— Begin Exercise material —

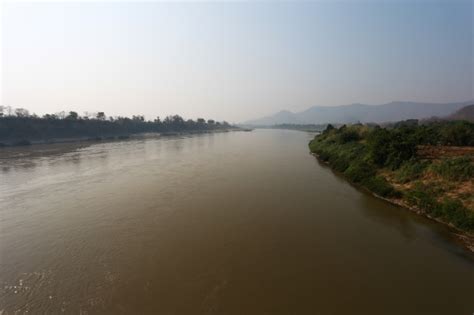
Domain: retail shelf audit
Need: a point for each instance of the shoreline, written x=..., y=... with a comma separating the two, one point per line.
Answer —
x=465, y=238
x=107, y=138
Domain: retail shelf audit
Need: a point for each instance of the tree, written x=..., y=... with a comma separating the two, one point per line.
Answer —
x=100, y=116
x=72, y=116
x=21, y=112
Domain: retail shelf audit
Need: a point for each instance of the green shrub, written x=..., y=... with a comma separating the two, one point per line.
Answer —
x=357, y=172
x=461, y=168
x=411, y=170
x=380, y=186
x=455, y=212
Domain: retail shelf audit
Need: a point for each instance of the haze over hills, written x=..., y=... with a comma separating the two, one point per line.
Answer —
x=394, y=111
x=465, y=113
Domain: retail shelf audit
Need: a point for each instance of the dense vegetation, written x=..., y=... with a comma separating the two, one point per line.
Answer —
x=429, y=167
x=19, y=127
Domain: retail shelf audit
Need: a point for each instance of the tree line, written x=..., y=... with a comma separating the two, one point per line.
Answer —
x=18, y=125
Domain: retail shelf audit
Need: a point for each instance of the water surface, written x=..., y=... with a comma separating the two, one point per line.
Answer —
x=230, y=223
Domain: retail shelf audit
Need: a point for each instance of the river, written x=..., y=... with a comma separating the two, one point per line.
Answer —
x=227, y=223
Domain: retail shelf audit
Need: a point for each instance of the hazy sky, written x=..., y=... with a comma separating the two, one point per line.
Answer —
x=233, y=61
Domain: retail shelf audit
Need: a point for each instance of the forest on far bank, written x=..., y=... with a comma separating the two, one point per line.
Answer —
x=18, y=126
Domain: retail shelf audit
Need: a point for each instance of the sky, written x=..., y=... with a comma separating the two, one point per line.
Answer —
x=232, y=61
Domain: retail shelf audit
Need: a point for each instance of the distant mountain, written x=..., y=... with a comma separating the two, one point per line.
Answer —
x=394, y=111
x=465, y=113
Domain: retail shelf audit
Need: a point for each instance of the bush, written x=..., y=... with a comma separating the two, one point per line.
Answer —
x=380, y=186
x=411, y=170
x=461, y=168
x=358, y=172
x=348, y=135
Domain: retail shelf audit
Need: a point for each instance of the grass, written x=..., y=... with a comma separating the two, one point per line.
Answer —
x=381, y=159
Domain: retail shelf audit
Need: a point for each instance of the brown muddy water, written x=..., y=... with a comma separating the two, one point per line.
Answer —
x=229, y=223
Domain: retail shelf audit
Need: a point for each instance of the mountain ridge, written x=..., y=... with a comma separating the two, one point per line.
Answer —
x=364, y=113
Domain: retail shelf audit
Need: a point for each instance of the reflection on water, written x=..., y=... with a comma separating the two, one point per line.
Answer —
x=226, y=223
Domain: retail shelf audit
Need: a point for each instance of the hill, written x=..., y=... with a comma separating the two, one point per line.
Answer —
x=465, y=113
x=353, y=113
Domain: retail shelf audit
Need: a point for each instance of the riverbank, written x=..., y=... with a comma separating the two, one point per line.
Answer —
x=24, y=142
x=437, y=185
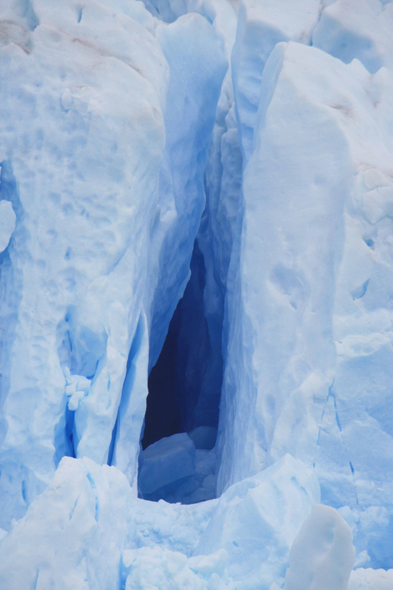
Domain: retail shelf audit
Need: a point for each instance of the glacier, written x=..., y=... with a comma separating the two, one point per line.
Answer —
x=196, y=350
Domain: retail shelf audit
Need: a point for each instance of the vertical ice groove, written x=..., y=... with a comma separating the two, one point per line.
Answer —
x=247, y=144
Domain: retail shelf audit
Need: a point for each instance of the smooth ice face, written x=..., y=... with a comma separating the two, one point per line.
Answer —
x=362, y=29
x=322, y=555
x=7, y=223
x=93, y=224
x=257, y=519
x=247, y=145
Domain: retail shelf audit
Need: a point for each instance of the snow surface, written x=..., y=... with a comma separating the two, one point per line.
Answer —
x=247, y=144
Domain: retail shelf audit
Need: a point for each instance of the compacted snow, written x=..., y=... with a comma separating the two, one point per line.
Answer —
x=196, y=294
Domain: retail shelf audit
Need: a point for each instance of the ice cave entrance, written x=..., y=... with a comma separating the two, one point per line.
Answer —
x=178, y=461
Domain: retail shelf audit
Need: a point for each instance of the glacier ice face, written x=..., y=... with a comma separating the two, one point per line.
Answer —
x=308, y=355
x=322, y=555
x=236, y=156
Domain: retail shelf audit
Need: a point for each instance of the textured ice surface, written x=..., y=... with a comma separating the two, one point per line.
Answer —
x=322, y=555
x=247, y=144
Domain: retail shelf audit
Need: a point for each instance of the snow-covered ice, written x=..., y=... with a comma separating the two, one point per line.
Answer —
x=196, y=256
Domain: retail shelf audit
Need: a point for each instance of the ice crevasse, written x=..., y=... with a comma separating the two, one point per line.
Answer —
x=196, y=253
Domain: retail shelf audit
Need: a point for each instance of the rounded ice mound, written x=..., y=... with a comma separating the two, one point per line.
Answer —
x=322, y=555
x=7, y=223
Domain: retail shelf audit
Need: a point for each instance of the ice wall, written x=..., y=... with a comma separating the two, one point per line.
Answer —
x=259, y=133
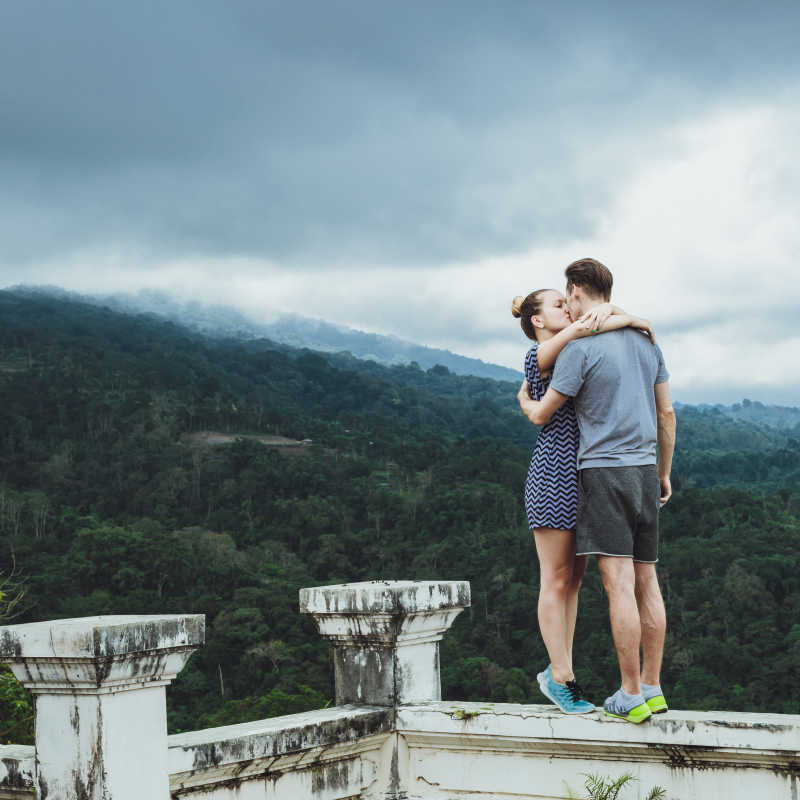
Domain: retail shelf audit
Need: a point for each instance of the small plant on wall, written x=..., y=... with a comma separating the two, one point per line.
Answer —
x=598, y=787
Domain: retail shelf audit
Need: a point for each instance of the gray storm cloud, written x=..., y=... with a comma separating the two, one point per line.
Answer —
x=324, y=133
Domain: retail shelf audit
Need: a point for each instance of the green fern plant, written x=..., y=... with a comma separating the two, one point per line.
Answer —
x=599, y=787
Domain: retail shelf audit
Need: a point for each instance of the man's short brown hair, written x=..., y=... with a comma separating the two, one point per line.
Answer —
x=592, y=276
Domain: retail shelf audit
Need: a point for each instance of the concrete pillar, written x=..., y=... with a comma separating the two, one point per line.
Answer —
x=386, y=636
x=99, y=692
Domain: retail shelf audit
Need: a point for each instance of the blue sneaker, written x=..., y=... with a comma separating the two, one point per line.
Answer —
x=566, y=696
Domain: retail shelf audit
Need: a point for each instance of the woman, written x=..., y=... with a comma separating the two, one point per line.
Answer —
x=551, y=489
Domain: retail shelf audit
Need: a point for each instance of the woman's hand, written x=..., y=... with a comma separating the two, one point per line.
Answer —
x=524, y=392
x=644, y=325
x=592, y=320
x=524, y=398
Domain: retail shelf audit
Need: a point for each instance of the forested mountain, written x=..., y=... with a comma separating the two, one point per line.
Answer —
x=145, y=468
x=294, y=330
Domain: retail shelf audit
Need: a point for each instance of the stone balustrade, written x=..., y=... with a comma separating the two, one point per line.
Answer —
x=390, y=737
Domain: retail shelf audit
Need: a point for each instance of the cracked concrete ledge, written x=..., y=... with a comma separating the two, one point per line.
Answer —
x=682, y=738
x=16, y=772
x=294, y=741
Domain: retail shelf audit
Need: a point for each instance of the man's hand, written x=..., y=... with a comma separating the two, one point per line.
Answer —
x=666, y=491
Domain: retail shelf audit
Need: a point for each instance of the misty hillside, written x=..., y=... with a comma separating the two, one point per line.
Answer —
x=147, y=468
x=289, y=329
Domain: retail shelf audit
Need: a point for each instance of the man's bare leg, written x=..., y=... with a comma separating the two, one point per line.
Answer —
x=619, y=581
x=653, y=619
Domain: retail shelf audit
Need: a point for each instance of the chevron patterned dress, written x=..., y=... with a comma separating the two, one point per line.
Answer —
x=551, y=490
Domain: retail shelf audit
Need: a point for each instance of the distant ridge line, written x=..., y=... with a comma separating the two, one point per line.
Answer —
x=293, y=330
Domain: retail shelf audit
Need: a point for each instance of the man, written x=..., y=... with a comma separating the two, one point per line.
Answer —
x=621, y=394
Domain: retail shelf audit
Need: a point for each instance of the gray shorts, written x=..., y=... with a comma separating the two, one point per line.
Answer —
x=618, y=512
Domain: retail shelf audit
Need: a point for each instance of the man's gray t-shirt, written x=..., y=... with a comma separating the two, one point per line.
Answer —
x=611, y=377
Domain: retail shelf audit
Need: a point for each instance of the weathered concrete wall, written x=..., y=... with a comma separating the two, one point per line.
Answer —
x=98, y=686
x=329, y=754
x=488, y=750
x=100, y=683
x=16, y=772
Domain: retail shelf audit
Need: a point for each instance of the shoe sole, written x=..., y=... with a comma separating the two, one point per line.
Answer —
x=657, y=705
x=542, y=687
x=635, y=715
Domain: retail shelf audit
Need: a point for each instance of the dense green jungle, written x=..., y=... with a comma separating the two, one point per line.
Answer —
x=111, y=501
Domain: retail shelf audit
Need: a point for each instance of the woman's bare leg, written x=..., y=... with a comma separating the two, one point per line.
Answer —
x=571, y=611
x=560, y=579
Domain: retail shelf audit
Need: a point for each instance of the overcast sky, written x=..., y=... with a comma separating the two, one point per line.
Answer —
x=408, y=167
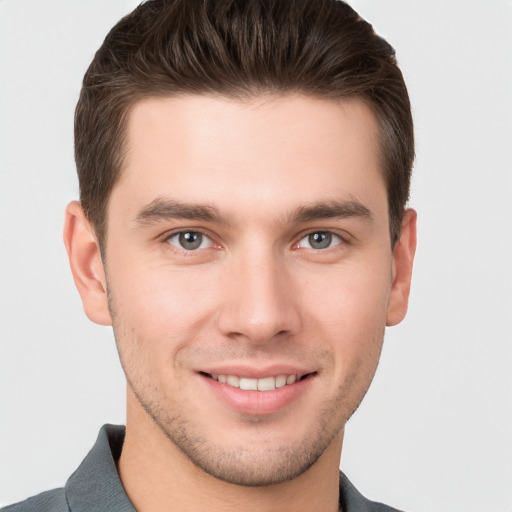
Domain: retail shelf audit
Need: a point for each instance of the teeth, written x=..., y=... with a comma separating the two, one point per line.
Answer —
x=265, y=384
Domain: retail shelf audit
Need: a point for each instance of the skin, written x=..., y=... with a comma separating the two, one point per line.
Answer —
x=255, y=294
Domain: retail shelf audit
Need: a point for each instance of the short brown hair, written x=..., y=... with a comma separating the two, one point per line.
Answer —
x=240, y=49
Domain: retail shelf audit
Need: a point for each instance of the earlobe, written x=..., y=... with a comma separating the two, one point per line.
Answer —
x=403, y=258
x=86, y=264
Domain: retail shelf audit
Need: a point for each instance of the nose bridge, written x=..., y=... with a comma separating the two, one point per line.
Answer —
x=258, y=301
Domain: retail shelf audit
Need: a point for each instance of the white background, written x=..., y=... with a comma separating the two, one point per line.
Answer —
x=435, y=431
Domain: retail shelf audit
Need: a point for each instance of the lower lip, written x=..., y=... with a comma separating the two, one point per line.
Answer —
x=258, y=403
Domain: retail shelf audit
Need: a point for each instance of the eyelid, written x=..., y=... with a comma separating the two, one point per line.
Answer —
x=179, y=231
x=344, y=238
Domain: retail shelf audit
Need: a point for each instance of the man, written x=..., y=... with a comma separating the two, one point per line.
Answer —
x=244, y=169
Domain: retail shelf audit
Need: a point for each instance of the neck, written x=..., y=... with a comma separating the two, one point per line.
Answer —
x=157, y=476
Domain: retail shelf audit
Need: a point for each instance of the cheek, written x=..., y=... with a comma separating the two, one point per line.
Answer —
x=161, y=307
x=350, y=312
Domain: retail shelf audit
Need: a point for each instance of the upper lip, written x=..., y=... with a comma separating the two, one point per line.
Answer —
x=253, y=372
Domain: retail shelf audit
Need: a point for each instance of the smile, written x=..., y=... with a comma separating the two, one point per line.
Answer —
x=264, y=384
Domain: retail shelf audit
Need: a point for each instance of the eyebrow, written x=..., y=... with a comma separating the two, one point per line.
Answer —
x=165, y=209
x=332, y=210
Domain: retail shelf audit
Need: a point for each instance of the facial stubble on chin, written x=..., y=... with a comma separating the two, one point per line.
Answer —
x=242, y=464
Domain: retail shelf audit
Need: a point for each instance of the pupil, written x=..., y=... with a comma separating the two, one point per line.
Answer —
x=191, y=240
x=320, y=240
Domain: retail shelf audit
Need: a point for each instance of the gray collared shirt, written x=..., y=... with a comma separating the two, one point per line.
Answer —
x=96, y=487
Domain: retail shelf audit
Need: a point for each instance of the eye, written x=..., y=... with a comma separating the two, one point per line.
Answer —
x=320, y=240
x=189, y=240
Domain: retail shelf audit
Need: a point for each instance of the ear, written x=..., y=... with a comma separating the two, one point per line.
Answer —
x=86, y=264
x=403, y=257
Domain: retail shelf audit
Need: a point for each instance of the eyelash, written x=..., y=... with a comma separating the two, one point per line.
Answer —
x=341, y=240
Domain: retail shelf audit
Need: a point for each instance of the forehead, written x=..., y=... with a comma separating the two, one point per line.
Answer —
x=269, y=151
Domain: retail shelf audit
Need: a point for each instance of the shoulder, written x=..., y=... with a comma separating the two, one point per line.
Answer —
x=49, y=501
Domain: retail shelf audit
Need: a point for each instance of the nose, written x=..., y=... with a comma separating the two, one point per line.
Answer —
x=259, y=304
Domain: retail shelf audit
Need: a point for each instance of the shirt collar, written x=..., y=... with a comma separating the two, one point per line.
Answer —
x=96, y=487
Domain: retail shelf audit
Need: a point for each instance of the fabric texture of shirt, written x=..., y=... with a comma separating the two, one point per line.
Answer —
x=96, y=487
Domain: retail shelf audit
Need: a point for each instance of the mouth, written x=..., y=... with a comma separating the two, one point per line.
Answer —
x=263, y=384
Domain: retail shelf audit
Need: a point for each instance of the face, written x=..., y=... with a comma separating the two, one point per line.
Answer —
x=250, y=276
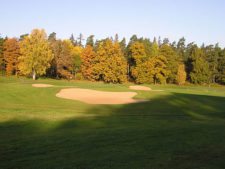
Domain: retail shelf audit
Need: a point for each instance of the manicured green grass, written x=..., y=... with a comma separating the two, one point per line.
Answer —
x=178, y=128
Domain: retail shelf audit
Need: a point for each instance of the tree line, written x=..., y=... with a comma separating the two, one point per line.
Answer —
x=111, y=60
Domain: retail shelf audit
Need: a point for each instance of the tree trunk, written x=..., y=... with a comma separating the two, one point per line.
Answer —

— End Exercise material —

> **Task**
List every line in the material above that contains the word "distant".

> **The completed task**
Need: a point for each instance of the distant mountain, written x=..., y=... with a comma separating the two, one point per line.
Need: a point for each instance of the distant ridge line, written x=..., y=... with a comma separating the two, one point per line.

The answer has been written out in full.